## SUPPLIED TEXT
Linux FRTO never gets that far (without my fix) if the ACK in step 2
covers beyond the RTO rexmit because 3b is prematurely invoked, that's 
why you never see what would occur if 3a is taken. TCP thinks it's not 
recovering anymore and therefore can send only new data (if there's some 
available).

This is what I tried to tell earlier, with new data there you see there's 
something else wrong too with FRTO besides the RTO loop.
Yuchung Cheng June 27, 2018, 11:56 p.m. UTC | #12
On Fri, Jun 15, 2018 at 3:35 AM, Ilpo Järvinen
<ilpo.jarvinen@helsinki.fi> wrote:
> On Fri, 15 Jun 2018, Michal Kubecek wrote:
>
>> On Fri, Jun 15, 2018 at 11:05:03AM +0300, Ilpo Järvinen wrote:
>> > On Thu, 14 Jun 2018, Michal Kubecek wrote:
>> >
>> > My point was that the new data segment bursts that occur if the sender
>> > isn't application limited indicate that there's something going wrong
>> > with FRTO. And that wrong is also what is causing that RTO loop because
>> > the sender doesn't see the previous FRTO recovery on second RTO. With
>> > my FRTO undo fix, (new_recovery || icsk->icsk_retransmits) will be false
>> > and that will prevent the RTO loop.
>>
>> Yes, it would prevent the loop in this case (except it would be a bit
>> later, after second RTO rather than after first).
>
> Hmm, I'm actually wrong about the new data missing bit I think. After
> reading more code I'm quite sure conventional RTO recovery is triggered
> right away (as long as that bogus undo that ends the recovery wouldn't
> occur first like it does without my fix). So no second RTO would be
> needed.

## GIVEN RECORDS
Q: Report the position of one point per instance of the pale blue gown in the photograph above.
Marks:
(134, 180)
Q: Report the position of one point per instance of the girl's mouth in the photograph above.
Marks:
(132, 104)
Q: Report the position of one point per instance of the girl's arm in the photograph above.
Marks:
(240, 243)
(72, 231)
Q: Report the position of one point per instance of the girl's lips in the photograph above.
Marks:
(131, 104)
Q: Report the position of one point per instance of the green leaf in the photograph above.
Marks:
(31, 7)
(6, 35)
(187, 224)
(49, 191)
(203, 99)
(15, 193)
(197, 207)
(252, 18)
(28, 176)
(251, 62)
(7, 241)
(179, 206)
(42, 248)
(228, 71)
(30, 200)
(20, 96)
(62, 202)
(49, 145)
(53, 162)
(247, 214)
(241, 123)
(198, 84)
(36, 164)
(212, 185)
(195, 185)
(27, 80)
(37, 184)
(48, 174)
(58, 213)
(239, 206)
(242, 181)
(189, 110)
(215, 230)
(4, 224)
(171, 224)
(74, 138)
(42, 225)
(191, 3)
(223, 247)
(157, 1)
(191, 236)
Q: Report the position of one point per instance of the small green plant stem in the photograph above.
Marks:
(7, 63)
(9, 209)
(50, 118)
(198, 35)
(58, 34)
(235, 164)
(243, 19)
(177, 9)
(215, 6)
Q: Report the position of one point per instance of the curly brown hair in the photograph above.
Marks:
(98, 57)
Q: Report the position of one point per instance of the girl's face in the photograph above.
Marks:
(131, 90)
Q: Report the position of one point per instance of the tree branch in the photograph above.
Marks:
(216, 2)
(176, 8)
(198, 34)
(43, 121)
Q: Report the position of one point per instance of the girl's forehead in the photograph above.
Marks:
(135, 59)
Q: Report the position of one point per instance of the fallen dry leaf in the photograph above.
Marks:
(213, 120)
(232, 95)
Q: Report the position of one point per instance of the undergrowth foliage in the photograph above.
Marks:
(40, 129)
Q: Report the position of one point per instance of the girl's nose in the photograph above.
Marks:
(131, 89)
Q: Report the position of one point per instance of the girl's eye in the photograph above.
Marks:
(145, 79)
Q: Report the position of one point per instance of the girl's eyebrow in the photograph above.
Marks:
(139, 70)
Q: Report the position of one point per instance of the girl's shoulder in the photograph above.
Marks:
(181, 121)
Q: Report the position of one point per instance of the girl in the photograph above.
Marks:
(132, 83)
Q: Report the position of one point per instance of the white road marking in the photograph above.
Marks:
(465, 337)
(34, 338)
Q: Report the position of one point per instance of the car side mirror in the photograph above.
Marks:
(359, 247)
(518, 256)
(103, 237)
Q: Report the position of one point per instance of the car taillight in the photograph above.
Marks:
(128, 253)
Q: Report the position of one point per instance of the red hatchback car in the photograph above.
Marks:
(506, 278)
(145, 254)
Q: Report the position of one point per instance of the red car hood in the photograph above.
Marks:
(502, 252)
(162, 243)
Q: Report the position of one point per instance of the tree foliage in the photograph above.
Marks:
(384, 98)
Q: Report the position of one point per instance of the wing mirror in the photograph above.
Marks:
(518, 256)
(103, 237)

## AIM 1
In the mailing-list excerpt, with his FRTO undo fix, which expression does Ilpo Järvinen say will be false?
## AIM 2
Locate every line of the records that contains the string "girl", and copy each one. Case counts.

## COMPLETE ANSWER 1
(new_recovery || icsk->icsk_retransmits)

## COMPLETE ANSWER 2
Q: Report the position of one point per instance of the girl's mouth in the photograph above.
Q: Report the position of one point per instance of the girl's arm in the photograph above.
Q: Report the position of one point per instance of the girl's lips in the photograph above.
Q: Report the position of one point per instance of the girl's face in the photograph above.
Q: Report the position of one point per instance of the girl's forehead in the photograph above.
Q: Report the position of one point per instance of the girl's nose in the photograph above.
Q: Report the position of one point per instance of the girl's eye in the photograph above.
Q: Report the position of one point per instance of the girl's eyebrow in the photograph above.
Q: Report the position of one point per instance of the girl's shoulder in the photograph above.
Q: Report the position of one point per instance of the girl in the photograph above.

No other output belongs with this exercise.